## Instruction
Pull out every line of the data below that contains the string "part".

** Start of Task material **

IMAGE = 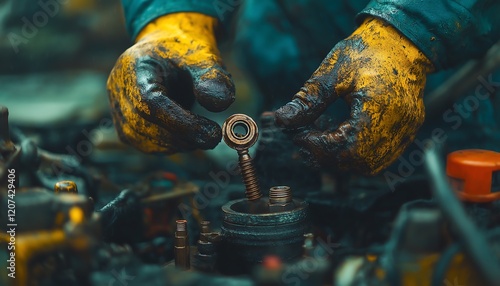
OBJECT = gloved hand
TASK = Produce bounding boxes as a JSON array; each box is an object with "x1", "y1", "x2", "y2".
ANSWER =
[
  {"x1": 276, "y1": 18, "x2": 433, "y2": 174},
  {"x1": 107, "y1": 13, "x2": 234, "y2": 154}
]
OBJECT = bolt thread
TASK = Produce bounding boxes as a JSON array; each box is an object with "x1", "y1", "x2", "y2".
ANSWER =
[
  {"x1": 175, "y1": 219, "x2": 187, "y2": 231},
  {"x1": 201, "y1": 220, "x2": 210, "y2": 234},
  {"x1": 239, "y1": 150, "x2": 262, "y2": 201},
  {"x1": 269, "y1": 186, "x2": 292, "y2": 204}
]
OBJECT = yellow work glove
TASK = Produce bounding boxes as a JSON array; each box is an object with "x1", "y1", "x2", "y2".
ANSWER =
[
  {"x1": 276, "y1": 18, "x2": 433, "y2": 174},
  {"x1": 107, "y1": 13, "x2": 234, "y2": 154}
]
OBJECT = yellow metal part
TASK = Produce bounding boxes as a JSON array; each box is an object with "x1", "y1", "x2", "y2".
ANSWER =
[
  {"x1": 0, "y1": 230, "x2": 66, "y2": 286},
  {"x1": 374, "y1": 253, "x2": 486, "y2": 286},
  {"x1": 0, "y1": 207, "x2": 90, "y2": 286},
  {"x1": 400, "y1": 254, "x2": 486, "y2": 286}
]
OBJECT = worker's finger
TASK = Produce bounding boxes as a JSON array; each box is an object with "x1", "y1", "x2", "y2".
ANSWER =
[
  {"x1": 135, "y1": 58, "x2": 222, "y2": 149},
  {"x1": 188, "y1": 62, "x2": 235, "y2": 112},
  {"x1": 276, "y1": 49, "x2": 348, "y2": 128},
  {"x1": 111, "y1": 96, "x2": 196, "y2": 154}
]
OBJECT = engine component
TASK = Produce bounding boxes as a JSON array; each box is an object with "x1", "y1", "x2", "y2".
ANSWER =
[
  {"x1": 219, "y1": 187, "x2": 308, "y2": 274},
  {"x1": 446, "y1": 149, "x2": 500, "y2": 203},
  {"x1": 222, "y1": 114, "x2": 262, "y2": 201},
  {"x1": 54, "y1": 181, "x2": 78, "y2": 194}
]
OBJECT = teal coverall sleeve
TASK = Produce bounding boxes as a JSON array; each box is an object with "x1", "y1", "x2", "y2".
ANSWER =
[
  {"x1": 122, "y1": 0, "x2": 500, "y2": 70},
  {"x1": 122, "y1": 0, "x2": 237, "y2": 39},
  {"x1": 357, "y1": 0, "x2": 500, "y2": 70}
]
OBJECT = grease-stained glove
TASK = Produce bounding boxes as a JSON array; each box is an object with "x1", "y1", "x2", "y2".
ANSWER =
[
  {"x1": 107, "y1": 13, "x2": 234, "y2": 154},
  {"x1": 276, "y1": 18, "x2": 433, "y2": 174}
]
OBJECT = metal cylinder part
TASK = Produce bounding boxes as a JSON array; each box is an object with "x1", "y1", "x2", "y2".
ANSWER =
[
  {"x1": 174, "y1": 220, "x2": 191, "y2": 270},
  {"x1": 218, "y1": 199, "x2": 308, "y2": 274},
  {"x1": 222, "y1": 114, "x2": 262, "y2": 201},
  {"x1": 269, "y1": 186, "x2": 292, "y2": 204}
]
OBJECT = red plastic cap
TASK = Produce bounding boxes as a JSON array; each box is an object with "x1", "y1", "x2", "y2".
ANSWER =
[{"x1": 446, "y1": 149, "x2": 500, "y2": 203}]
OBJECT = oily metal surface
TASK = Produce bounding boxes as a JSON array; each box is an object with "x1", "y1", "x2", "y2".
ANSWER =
[{"x1": 222, "y1": 199, "x2": 308, "y2": 226}]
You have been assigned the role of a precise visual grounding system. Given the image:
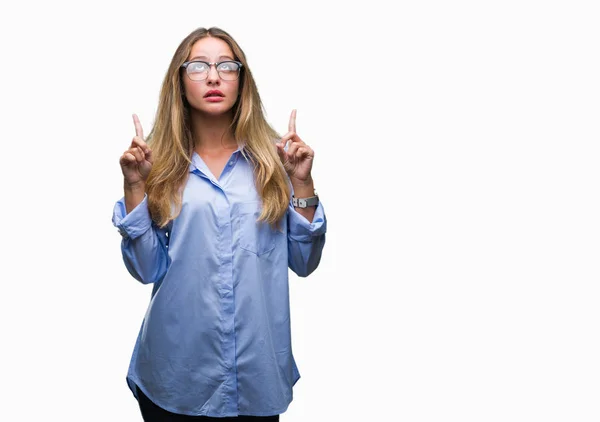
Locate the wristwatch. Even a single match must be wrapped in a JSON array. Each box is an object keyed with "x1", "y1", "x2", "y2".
[{"x1": 292, "y1": 190, "x2": 319, "y2": 208}]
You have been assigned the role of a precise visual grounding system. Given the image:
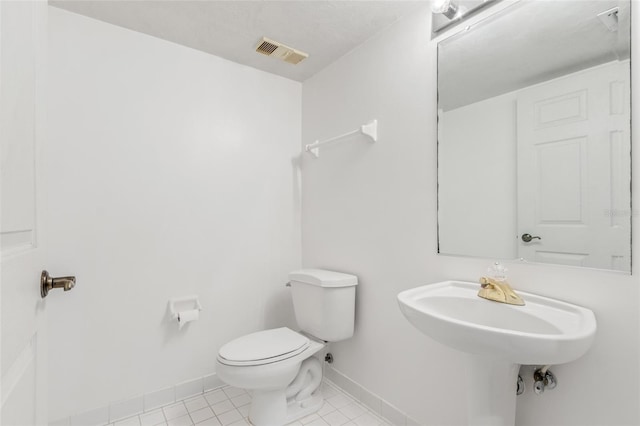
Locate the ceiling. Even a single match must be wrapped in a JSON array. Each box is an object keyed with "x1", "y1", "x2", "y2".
[
  {"x1": 49, "y1": 0, "x2": 428, "y2": 81},
  {"x1": 438, "y1": 0, "x2": 630, "y2": 111}
]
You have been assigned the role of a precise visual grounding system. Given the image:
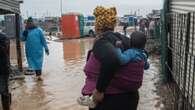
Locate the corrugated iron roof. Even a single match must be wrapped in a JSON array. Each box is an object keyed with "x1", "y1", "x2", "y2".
[{"x1": 0, "y1": 0, "x2": 20, "y2": 14}]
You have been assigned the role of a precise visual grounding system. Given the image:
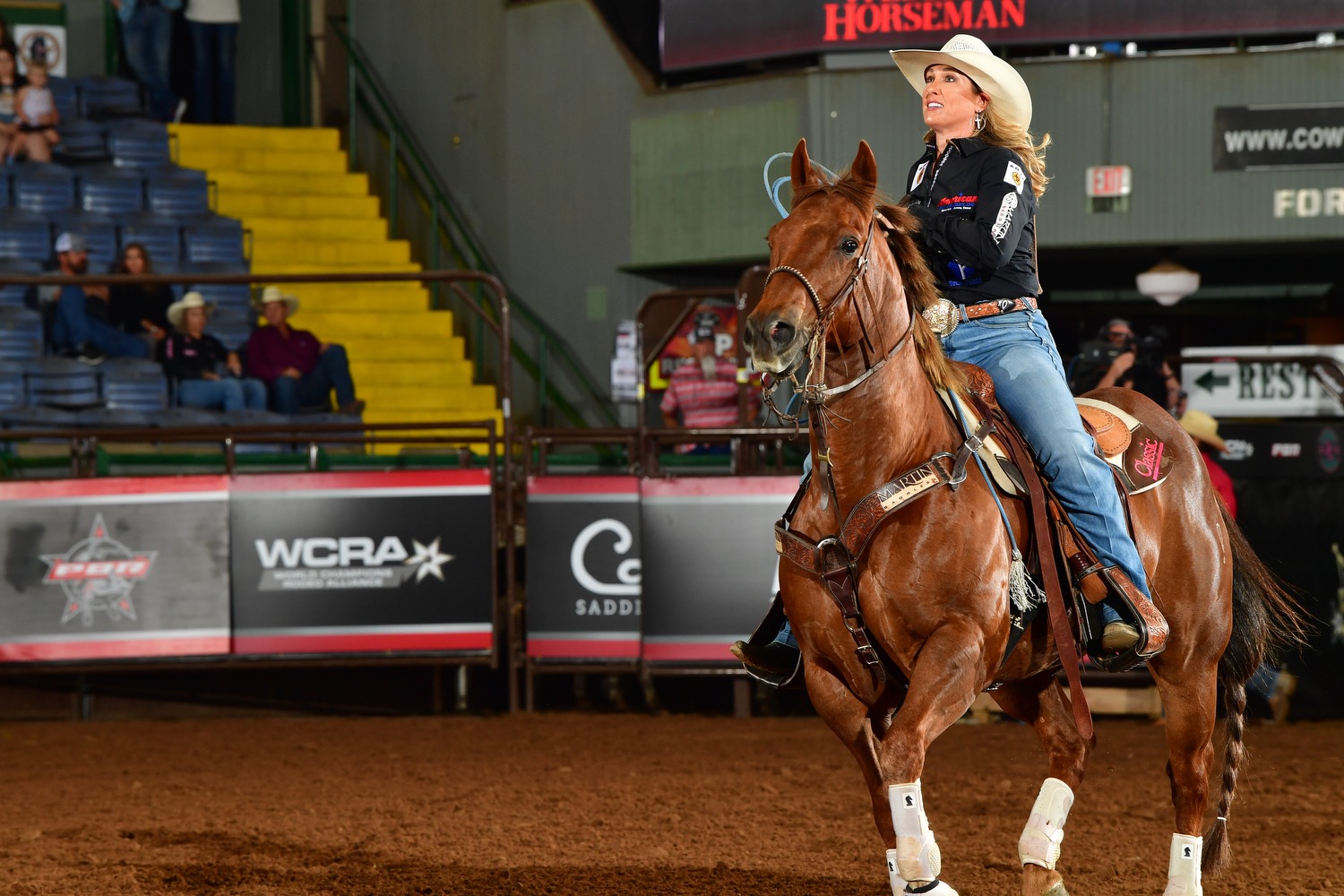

** End of Task material **

## Task output
OBJECT = yellow metal part
OBJECT = metal cylinder part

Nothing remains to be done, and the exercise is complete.